>> BEGIN

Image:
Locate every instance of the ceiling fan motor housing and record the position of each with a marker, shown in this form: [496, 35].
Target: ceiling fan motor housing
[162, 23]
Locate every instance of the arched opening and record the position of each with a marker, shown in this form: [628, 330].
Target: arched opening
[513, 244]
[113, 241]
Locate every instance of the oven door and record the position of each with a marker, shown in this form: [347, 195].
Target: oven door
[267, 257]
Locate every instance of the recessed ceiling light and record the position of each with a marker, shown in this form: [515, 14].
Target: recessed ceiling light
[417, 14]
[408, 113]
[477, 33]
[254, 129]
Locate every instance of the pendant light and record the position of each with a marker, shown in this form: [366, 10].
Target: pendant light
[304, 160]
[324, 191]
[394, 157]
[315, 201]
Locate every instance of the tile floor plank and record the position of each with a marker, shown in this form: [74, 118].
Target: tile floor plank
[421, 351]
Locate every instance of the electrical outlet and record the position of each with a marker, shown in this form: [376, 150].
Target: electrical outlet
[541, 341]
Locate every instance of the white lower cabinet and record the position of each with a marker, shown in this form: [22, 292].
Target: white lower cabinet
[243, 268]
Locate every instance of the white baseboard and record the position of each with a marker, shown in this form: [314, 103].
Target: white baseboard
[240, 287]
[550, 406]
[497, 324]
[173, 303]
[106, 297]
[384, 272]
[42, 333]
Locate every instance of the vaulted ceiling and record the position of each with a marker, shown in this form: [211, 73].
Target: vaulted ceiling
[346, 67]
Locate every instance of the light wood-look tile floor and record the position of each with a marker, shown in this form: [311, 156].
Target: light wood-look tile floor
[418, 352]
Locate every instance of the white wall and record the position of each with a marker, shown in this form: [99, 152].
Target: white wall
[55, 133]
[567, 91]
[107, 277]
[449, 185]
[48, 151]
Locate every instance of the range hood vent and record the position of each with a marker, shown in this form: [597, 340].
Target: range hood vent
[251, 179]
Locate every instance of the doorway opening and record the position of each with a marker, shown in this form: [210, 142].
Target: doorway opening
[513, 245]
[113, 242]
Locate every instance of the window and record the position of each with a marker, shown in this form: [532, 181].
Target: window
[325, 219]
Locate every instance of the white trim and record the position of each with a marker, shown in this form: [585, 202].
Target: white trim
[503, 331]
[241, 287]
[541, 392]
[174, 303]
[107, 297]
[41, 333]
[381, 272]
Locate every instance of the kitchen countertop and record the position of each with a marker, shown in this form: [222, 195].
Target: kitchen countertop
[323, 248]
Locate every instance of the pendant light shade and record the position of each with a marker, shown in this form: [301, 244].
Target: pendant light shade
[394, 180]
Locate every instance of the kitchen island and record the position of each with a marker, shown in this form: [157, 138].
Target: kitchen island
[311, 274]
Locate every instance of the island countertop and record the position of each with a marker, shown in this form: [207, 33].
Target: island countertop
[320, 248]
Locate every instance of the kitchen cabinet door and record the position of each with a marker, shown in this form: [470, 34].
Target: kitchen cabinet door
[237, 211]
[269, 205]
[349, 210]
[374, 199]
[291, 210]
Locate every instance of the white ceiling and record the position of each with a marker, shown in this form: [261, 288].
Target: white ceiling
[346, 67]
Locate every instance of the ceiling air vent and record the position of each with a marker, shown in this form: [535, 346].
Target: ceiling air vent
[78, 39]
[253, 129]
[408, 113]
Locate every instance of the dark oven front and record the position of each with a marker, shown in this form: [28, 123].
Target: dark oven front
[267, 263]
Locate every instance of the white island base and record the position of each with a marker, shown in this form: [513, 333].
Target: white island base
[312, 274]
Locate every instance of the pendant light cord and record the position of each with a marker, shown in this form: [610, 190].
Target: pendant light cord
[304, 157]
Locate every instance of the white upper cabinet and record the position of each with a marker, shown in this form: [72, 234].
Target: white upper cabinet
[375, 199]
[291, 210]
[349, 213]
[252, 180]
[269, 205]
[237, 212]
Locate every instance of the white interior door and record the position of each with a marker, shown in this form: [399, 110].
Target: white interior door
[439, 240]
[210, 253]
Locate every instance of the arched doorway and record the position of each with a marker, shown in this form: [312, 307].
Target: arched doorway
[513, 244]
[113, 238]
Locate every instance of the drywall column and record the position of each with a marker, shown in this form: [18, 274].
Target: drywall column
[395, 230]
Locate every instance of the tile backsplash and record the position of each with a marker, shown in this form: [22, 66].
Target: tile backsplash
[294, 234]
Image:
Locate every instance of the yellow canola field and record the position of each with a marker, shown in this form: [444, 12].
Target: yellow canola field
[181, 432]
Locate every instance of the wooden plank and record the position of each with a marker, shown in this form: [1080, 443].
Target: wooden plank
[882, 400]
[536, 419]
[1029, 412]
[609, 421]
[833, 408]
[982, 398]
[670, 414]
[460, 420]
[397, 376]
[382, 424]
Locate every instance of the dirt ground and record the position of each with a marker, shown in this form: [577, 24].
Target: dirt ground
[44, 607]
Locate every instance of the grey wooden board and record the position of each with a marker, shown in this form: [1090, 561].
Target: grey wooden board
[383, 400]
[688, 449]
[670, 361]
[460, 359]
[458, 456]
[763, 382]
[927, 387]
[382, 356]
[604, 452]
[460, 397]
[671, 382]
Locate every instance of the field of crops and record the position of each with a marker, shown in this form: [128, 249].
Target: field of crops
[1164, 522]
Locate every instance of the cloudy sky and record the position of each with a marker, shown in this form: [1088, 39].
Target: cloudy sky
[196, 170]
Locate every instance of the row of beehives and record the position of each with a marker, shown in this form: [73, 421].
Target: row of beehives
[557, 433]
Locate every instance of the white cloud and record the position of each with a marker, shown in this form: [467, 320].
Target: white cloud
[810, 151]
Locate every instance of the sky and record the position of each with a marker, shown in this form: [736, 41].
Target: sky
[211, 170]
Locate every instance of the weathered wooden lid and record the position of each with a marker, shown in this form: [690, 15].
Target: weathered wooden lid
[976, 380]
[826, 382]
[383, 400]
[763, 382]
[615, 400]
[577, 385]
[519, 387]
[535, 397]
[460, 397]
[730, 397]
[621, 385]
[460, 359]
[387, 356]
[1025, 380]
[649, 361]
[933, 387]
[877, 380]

>> END

# [Given exercise]
Reproduce each line of the material above precisely.

# [Response to this exercise]
Image:
Locate every instance of the ceiling fan motor housing and record the position of each with a marker, shown in this form: [496, 35].
Target: ceiling fan motor housing
[162, 23]
Locate every instance of the arched opening and record the position of each with a marker, shown in this form: [628, 330].
Target: arched opening
[513, 244]
[113, 241]
Locate every instance of the oven door and record the position of each with a marker, shown in this form: [347, 195].
Target: oven door
[267, 257]
Locate every instance of the recessed ceiling light and record the position of each with a marker, shown in this form: [515, 14].
Target: recessed ceiling light
[417, 14]
[408, 113]
[477, 33]
[254, 129]
Locate every instance of the pendant light and record the position of each with a marker, shown in this form: [366, 10].
Target: pendant light
[304, 160]
[324, 191]
[394, 157]
[315, 201]
Locate every instance of the tile floor plank and record the position of each with a marker, shown in this form: [74, 118].
Target: tile floor plank
[421, 351]
Locate every instance of the electrical outlet and record the position of each with a marker, shown in this form: [376, 150].
Target: electrical outlet
[541, 341]
Locate every instance of the white lower cabinet and record the position of each with a marker, shown in this form: [22, 292].
Target: white lower cabinet
[243, 268]
Locate every instance of the white baseboard and record the position of each with a marker, shown in this form: [314, 103].
Target: white baseboard
[240, 287]
[550, 406]
[497, 324]
[173, 303]
[106, 297]
[384, 272]
[42, 333]
Locate every instance of the vaulted ceiling and record the position of each with a marker, shown in this form: [211, 73].
Target: vaulted ceiling
[346, 67]
Locate every instance of the light wood-look tile floor and record the position of each with a marker, shown in this form: [311, 156].
Target: light wood-look tile floor
[418, 352]
Locate every instance of the white wall and record the position of each with a marker, shown in this form: [99, 152].
Target: white wall
[55, 133]
[567, 91]
[107, 277]
[449, 185]
[48, 151]
Locate every instance of the range hood vent and record the position of each with a marker, shown in this form: [597, 340].
Target: range hood vent
[251, 179]
Locate every instance of the doorway opening and record the position of each with a marker, shown in this form: [210, 142].
Target: doorway opening
[513, 245]
[113, 242]
Locate every instance of the window and record the position of each with a marker, shown in this form: [532, 181].
Target: window
[325, 219]
Locate every instance of the white trim and record the position of each with a marker, shown in this form: [585, 202].
Target: white trim
[503, 331]
[241, 287]
[541, 392]
[174, 303]
[107, 297]
[41, 333]
[381, 272]
Locate every instance of the kitchen countertop and record the position of each with a marker, shown in this form: [222, 195].
Target: kitchen countertop
[323, 248]
Locate every instance of the pendant light shade and record the position of each with a marker, shown in this form: [301, 244].
Target: pendant light shade
[394, 180]
Locate every instance of the kitchen island and record the position of each with a marker, shown in this form: [157, 138].
Target: kitchen island
[311, 274]
Locate every instance of the island countertop and record the position of each with a marker, shown in this form: [207, 33].
Target: island countertop
[320, 248]
Locate every instance of the kitchen cabinet door and record the position of each with a marker, shown in this form: [470, 34].
Target: kitchen cabinet door
[237, 211]
[269, 205]
[349, 210]
[374, 199]
[291, 210]
Locate every instance of the white ceiling and record the position of each with a marker, shown in this form: [261, 288].
Target: white ceiling
[346, 67]
Locate every instance of the ceiling air vent and record the position of each with a marker, shown in this form: [535, 346].
Target: ceiling air vent
[78, 39]
[253, 129]
[408, 113]
Locate every instance of the dark oven front and record the position of each with a marker, shown in this form: [28, 123].
Target: dark oven front
[267, 263]
Locate every instance of the white island base and record the position of each with a marker, shown in this form: [513, 333].
Target: white island base
[312, 274]
Locate every instance of the pendant light cord and record the position of each with a marker, shown in this form: [610, 190].
Target: pendant light cord
[304, 157]
Locate every instance of the white upper cabinet and record the position of each with a marker, shown in this form: [72, 234].
Target: white upper cabinet
[375, 199]
[291, 210]
[349, 213]
[252, 180]
[269, 205]
[237, 212]
Locate every instance of the white interior door and record the position of each with a marker, shown in this form: [399, 110].
Target: white interior door
[439, 240]
[210, 253]
Locate every instance of the arched doorway and record the position of each with a marker, shown in this form: [312, 307].
Target: arched doorway
[513, 244]
[113, 238]
Locate every instance of the drywall column and record the position of each with a marker, shown in this form: [18, 274].
Target: drywall column
[395, 230]
Locate every instance of the tile backsplash and record the position of each with a marker, shown in this form: [22, 66].
Target: tile backsplash
[294, 234]
Image:
Locate every instance of the yellow canola field and record the position of each with a marker, shown in this form: [444, 12].
Target: yellow canola field
[181, 432]
Locate every instance of the wooden plank and record the position of each with a marker, shown in this form: [1080, 443].
Target: wooden plank
[882, 400]
[536, 419]
[1029, 412]
[609, 421]
[833, 408]
[982, 398]
[670, 414]
[460, 420]
[397, 376]
[382, 424]
Locate every instance of the dirt ground and record the position of each with a marker, shown in this form: [577, 24].
Target: dirt ground
[44, 607]
Locate every instance of the grey wooden board and record the position of each with a marker, shown in this form: [1090, 561].
Target: grey wooden board
[383, 400]
[688, 449]
[670, 361]
[460, 359]
[458, 456]
[763, 382]
[927, 387]
[382, 356]
[604, 452]
[460, 397]
[671, 382]
Locate every instance of the field of crops and record the position of each with a marker, shown in this form: [128, 249].
Target: field of crops
[1164, 522]
Locate every instance of the cloudy sky and record the position of each with a marker, shown in this form: [1088, 39].
Target: cloudy sky
[196, 170]
Locate every instance of the row of beehives and record the position of each with a marker, shown in this form: [73, 421].
Target: row of beehives
[557, 433]
Locate every instance of the white cloud and record the position of each with a marker, shown in this form: [467, 320].
Target: white cloud
[810, 151]
Locate every instance of the sky and record the position of each with a marker, shown in this form: [736, 41].
Target: sky
[211, 170]
Locate every instance of the weathered wooden lid and record the position of each with a marker, shown in this form: [690, 15].
Target: weathered wooden lid
[976, 380]
[826, 382]
[383, 400]
[763, 382]
[615, 400]
[577, 385]
[519, 387]
[535, 397]
[460, 397]
[730, 397]
[621, 385]
[460, 359]
[387, 356]
[1025, 380]
[649, 361]
[933, 387]
[877, 380]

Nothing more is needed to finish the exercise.